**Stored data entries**
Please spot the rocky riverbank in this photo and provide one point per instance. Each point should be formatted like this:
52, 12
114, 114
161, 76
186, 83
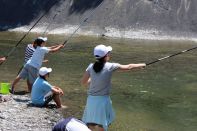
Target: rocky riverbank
18, 114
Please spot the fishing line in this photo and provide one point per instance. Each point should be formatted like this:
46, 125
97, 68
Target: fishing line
13, 49
82, 23
169, 56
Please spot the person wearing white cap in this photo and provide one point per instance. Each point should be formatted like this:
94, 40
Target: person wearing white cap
98, 113
31, 68
43, 92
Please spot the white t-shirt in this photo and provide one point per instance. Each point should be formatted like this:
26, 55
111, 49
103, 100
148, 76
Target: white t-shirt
38, 57
76, 125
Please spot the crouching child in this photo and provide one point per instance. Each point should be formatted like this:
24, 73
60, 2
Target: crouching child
43, 92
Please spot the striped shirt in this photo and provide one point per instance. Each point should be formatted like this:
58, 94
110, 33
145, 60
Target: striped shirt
29, 52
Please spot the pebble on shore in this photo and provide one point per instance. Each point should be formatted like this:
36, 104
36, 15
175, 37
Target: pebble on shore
18, 114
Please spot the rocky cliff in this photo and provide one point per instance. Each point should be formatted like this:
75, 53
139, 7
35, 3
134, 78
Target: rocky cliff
177, 17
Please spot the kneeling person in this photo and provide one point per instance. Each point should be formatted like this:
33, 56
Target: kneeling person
43, 92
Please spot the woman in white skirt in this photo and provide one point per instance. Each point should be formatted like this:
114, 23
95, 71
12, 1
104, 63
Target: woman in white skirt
98, 113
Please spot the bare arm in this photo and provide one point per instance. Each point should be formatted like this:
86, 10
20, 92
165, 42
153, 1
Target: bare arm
52, 47
85, 79
131, 66
58, 47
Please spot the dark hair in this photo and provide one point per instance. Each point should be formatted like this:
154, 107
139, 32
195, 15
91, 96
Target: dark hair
99, 64
38, 42
43, 77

**WHAT IS EXPECTED**
Return, word for word, the lines from the one containing "Please spot the crouching" through the end of the data above, both ends included, and nothing else.

**RESULT OF THE EXERCISE**
Please spot the crouching child in this photo and provide one point per instance. Each point should be formatted like this:
24, 73
60, 2
Target: crouching child
43, 92
Please spot the striped shirt in this photo and provide one point per instance. Each point should be formatted like this:
58, 94
110, 33
145, 60
Target: striped shirt
29, 52
Please spot the pebble on shore in this photo and provide one point per instance. Each point should be formatted like this:
36, 104
36, 15
175, 37
Target: pebble on shore
18, 114
Please spot the rocky cliff in this photo and provide one point per instance. Each point should be formatted like this:
75, 53
139, 7
35, 3
134, 78
Target: rocky cliff
177, 17
Please spot the kneeling person in this photo and provide one point per instance. Each point should be formatted like this:
33, 56
Target: kneeling person
43, 92
Please spot the woman in white skirt in this photo and provide one point per instance. Each point should be formatted like this:
114, 23
95, 71
12, 1
104, 63
Target: woman in white skirt
98, 113
Please spot the bare arm in this photo and provide one point per instance. Each point should be formatted like this:
86, 10
20, 92
165, 42
153, 1
Target: bare arm
52, 47
85, 79
131, 66
58, 47
Please spot the dark hair in this photo and provide one point per instance. Each point should be formatted like this:
154, 107
139, 32
195, 15
91, 96
Target: dark hair
99, 64
38, 42
43, 77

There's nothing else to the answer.